Task objective: The records below need retyping in full; give them again exactly.

The input:
---
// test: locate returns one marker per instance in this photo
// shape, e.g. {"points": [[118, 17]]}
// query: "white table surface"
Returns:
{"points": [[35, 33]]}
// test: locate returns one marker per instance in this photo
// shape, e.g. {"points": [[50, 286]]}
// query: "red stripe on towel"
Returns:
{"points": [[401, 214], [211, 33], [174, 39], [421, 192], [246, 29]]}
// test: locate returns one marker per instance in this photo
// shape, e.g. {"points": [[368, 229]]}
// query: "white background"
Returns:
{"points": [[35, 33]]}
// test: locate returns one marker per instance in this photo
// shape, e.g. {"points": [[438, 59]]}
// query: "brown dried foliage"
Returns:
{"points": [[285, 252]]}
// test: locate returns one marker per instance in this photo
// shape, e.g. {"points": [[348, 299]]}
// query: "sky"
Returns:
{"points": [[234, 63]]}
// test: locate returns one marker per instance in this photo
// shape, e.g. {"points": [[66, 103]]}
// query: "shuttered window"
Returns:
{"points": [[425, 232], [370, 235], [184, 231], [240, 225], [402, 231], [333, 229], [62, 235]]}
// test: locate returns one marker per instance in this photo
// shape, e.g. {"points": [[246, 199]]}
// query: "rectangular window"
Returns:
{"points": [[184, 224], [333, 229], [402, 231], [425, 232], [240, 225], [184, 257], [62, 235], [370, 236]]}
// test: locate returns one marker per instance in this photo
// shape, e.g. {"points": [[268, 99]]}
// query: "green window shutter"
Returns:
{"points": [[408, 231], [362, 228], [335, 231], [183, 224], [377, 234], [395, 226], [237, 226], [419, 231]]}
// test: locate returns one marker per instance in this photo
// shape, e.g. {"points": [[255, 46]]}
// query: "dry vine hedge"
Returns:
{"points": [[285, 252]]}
---
Answer for this exercise:
// test: locate returns one marker per instance in this photo
// shape, e.g. {"points": [[118, 17]]}
// query: "white table surface"
Returns:
{"points": [[35, 33]]}
// test: locate returns one marker per instance in this photo
// shape, e.g. {"points": [[50, 286]]}
// query: "red stripe on towel"
Returns:
{"points": [[401, 214], [211, 33], [174, 39], [421, 192], [246, 29]]}
// test: locate returns one marker per instance in this photo
// shape, e.g. {"points": [[368, 229]]}
// query: "white background"
Returns:
{"points": [[35, 33]]}
// test: locate returns one marker per instance in this photo
// shape, e.g. {"points": [[438, 59]]}
// query: "brown dried foliage"
Returns:
{"points": [[285, 252]]}
// test: locate returns one marker per instance in this photo
// shape, e.g. {"points": [[348, 299]]}
// query: "sky"
Returns:
{"points": [[234, 63]]}
// test: locate returns one marker per instance in this photo
// shape, e.g. {"points": [[66, 103]]}
// query: "shuttered window"
Returns:
{"points": [[425, 232], [370, 235], [184, 231], [240, 225], [402, 231], [333, 229], [62, 235]]}
// test: locate returns one marker per instance in this photo
// shape, e.g. {"points": [[246, 199]]}
// query: "rectangular window"
Returns:
{"points": [[184, 224], [333, 229], [402, 231], [425, 232], [240, 225], [184, 257], [62, 235], [370, 236]]}
// test: locate returns one marker per instance in this photo
// shape, e.g. {"points": [[268, 99]]}
// query: "green window shutter"
Returns:
{"points": [[408, 231], [362, 228], [335, 231], [183, 224], [377, 234], [395, 226], [237, 226], [419, 231]]}
// test: locate returns one marker per instance in this photo
// shape, e.g. {"points": [[255, 46]]}
// query: "dry vine hedge"
Returns:
{"points": [[285, 252]]}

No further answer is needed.